▼▼▼

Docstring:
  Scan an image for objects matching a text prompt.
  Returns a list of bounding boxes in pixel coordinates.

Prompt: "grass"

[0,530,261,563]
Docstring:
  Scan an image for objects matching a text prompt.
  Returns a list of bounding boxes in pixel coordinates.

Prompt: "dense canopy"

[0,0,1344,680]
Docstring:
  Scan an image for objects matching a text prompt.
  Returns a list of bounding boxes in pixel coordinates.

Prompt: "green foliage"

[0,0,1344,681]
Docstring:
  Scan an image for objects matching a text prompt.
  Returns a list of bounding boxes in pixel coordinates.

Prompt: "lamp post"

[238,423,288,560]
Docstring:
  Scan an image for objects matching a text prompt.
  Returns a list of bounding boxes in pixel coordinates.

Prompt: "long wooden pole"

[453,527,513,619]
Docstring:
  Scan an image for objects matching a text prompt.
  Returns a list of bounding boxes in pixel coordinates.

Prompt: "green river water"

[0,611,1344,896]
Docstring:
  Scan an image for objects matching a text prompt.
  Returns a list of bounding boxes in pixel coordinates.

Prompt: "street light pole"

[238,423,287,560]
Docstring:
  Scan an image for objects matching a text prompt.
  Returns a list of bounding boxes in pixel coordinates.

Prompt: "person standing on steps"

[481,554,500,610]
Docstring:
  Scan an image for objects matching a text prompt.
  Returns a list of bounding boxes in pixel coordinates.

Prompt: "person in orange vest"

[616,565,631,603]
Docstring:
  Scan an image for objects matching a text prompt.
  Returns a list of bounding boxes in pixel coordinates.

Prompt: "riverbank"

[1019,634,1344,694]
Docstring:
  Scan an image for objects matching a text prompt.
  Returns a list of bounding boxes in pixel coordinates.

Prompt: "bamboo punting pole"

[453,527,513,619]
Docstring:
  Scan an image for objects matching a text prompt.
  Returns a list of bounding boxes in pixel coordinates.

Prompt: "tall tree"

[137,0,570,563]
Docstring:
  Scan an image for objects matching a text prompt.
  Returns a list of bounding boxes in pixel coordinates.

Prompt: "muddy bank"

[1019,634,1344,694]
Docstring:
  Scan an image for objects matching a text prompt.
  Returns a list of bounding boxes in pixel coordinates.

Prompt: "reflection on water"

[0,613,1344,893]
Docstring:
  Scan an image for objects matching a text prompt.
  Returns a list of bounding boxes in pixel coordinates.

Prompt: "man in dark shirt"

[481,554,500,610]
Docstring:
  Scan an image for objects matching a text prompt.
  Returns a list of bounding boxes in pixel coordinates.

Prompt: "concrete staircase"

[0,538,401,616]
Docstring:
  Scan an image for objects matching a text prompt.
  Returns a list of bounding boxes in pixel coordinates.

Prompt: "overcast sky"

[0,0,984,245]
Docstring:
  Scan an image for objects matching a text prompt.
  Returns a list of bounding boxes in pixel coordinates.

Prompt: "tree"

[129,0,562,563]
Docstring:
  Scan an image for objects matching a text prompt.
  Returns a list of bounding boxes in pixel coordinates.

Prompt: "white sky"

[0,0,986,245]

▲▲▲

**REQUIRED TASK**:
Reproduce the material starting at the beginning and ending at the line that contains "[0,0,1344,680]", substituting "thick canopy" for "dense canopy" and leaving everything else unchanged.

**RESPONSE TO THIS TASK**:
Docstring:
  Scan an image for objects matching a text prompt.
  Returns a list of bounding boxes in pixel coordinates.

Prompt: "grass"

[0,530,261,563]
Docstring:
  Scan an image for objects matching a text prompt.
  Returns a list of bounding boxes in pixel coordinates.

Prompt: "thick canopy"

[0,0,1344,680]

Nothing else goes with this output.